START DATA IN THIS EXERCISE
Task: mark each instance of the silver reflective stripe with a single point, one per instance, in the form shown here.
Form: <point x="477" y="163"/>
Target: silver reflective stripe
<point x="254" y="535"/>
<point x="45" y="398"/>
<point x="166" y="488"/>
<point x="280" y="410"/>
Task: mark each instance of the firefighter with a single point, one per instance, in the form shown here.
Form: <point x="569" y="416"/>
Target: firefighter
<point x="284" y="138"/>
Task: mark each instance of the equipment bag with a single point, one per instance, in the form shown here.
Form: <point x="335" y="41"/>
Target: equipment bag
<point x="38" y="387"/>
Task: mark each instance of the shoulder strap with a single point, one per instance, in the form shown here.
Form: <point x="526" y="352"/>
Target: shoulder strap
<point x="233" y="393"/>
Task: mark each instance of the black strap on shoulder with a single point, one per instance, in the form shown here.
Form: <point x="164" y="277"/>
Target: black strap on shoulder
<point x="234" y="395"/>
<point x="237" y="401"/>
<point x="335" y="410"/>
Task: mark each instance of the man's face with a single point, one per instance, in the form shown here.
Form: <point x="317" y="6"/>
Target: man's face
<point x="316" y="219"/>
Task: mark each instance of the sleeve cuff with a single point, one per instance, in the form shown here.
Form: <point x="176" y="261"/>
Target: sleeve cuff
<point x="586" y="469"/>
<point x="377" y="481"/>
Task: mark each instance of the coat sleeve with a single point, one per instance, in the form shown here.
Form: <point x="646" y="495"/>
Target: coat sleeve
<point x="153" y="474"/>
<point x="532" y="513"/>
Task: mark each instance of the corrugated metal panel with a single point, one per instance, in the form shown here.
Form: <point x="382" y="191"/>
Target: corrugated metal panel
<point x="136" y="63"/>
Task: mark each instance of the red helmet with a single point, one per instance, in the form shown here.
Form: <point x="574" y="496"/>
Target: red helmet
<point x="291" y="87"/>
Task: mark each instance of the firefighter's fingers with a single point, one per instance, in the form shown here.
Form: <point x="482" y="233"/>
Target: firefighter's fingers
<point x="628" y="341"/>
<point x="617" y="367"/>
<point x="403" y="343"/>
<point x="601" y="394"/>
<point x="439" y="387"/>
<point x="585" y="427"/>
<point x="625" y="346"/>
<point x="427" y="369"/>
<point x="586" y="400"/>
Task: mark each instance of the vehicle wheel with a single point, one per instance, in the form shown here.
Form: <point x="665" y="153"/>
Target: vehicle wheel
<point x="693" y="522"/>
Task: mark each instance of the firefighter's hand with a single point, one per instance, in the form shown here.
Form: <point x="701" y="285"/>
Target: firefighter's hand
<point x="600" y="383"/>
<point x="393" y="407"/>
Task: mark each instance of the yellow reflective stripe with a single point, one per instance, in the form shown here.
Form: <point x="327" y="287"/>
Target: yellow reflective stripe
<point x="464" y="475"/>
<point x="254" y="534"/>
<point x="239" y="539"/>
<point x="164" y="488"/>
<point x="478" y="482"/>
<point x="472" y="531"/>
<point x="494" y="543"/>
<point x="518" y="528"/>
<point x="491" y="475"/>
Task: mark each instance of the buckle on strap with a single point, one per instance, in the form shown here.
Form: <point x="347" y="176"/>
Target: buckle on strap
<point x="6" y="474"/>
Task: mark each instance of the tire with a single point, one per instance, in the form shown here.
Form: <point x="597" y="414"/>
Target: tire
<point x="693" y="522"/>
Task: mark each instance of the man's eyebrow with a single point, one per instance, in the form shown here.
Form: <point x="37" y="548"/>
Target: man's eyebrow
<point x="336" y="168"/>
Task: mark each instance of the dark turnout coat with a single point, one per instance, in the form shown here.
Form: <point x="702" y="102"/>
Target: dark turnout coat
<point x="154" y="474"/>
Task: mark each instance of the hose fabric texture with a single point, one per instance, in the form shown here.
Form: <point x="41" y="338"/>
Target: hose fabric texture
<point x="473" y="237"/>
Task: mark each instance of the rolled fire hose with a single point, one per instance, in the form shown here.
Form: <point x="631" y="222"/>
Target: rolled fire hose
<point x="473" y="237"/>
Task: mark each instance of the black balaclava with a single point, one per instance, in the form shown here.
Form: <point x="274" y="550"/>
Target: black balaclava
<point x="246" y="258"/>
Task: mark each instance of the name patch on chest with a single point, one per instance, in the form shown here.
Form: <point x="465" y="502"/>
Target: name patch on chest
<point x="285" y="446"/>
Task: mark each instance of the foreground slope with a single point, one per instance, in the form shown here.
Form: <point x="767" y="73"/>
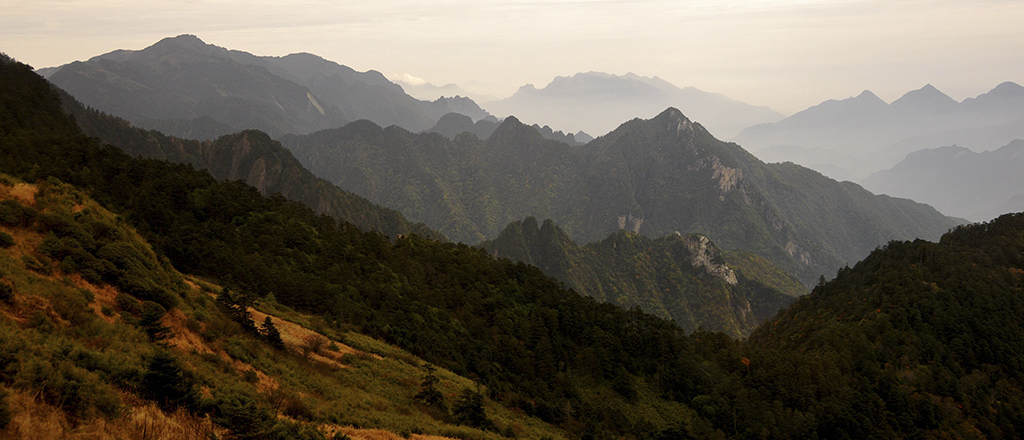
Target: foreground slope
<point x="653" y="176"/>
<point x="569" y="361"/>
<point x="683" y="278"/>
<point x="99" y="336"/>
<point x="921" y="340"/>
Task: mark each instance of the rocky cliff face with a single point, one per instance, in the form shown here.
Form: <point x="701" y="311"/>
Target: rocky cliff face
<point x="707" y="256"/>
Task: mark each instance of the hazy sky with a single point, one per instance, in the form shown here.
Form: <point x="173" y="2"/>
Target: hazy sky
<point x="787" y="54"/>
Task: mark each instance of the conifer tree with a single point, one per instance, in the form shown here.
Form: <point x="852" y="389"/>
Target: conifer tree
<point x="270" y="334"/>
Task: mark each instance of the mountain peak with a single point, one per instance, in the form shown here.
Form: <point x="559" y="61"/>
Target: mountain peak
<point x="867" y="95"/>
<point x="927" y="97"/>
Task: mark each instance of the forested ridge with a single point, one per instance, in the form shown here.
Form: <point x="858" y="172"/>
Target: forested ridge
<point x="683" y="278"/>
<point x="655" y="177"/>
<point x="920" y="340"/>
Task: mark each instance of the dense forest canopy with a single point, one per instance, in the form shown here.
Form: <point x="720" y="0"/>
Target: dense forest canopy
<point x="921" y="340"/>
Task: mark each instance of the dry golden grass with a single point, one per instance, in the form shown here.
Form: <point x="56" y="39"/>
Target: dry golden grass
<point x="370" y="434"/>
<point x="33" y="420"/>
<point x="295" y="337"/>
<point x="25" y="306"/>
<point x="183" y="338"/>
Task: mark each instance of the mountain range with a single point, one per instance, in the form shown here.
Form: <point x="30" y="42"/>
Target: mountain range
<point x="854" y="137"/>
<point x="654" y="177"/>
<point x="958" y="181"/>
<point x="187" y="88"/>
<point x="102" y="334"/>
<point x="597" y="102"/>
<point x="684" y="278"/>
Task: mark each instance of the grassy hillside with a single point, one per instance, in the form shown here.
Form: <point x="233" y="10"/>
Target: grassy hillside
<point x="85" y="348"/>
<point x="654" y="177"/>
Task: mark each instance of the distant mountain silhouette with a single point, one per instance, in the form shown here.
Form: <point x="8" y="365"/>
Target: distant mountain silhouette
<point x="957" y="181"/>
<point x="853" y="137"/>
<point x="654" y="177"/>
<point x="597" y="102"/>
<point x="192" y="89"/>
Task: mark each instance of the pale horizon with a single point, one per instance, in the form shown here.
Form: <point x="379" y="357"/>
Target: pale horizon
<point x="785" y="54"/>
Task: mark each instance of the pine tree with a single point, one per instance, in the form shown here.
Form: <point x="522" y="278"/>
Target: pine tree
<point x="429" y="395"/>
<point x="270" y="334"/>
<point x="469" y="410"/>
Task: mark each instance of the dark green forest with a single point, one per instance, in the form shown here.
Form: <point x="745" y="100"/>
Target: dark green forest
<point x="920" y="340"/>
<point x="686" y="279"/>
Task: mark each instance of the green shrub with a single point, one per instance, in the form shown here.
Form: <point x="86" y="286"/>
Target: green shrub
<point x="128" y="304"/>
<point x="6" y="240"/>
<point x="4" y="410"/>
<point x="243" y="415"/>
<point x="167" y="383"/>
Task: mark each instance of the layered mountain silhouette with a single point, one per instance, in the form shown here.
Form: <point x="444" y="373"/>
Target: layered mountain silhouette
<point x="684" y="278"/>
<point x="454" y="124"/>
<point x="187" y="88"/>
<point x="853" y="137"/>
<point x="597" y="102"/>
<point x="957" y="181"/>
<point x="654" y="177"/>
<point x="249" y="156"/>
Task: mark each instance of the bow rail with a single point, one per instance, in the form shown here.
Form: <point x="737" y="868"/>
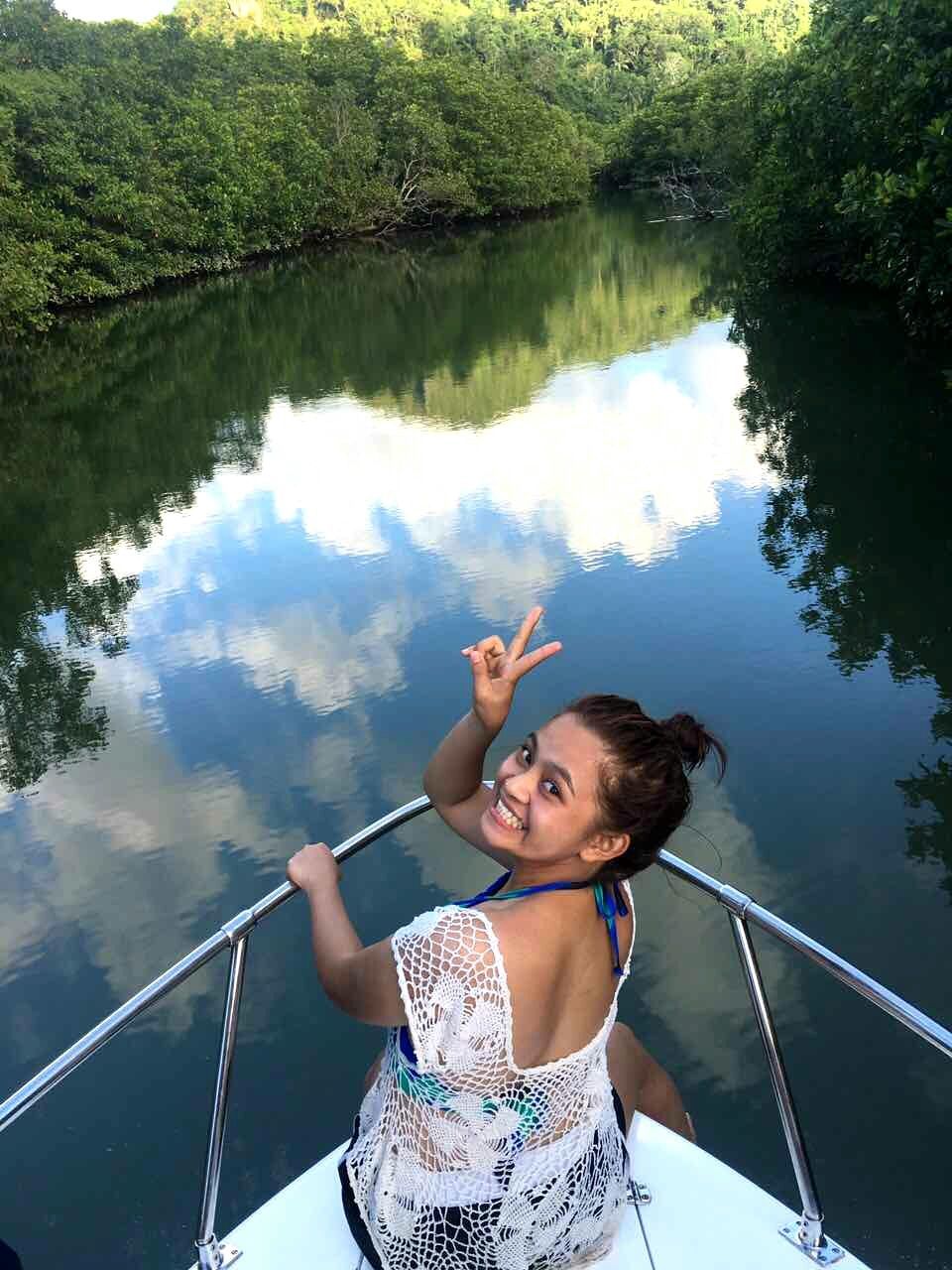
END DATA IN THIS EXERCISE
_WHAT TO WORK ON_: Retype the portion of the data above that starts on the line with "Target: mountain peak" and finishes on the line with "Task: mark each instance of the mountain range", including both of those lines.

_TASK ANSWER_:
Target: mountain peak
<point x="867" y="95"/>
<point x="927" y="97"/>
Task: mark each instance of the forested ridge with a single point, one per instance, in the form shown here.
Form: <point x="858" y="172"/>
Target: forested ridge
<point x="683" y="278"/>
<point x="655" y="177"/>
<point x="920" y="340"/>
Task: mark each instance of the dense forest canopy with a single point, one per instance, in the form shown here.
Form: <point x="720" y="0"/>
Target: dense forest canopy
<point x="921" y="340"/>
Task: mark each instance of the dry golden grass with a single point, one per instance, in the form shown here.
Form: <point x="56" y="39"/>
Target: dry golden grass
<point x="370" y="434"/>
<point x="33" y="420"/>
<point x="295" y="337"/>
<point x="25" y="306"/>
<point x="183" y="338"/>
Task: mark each instance of the mountain range with a single point, one per instance, in the form shown here.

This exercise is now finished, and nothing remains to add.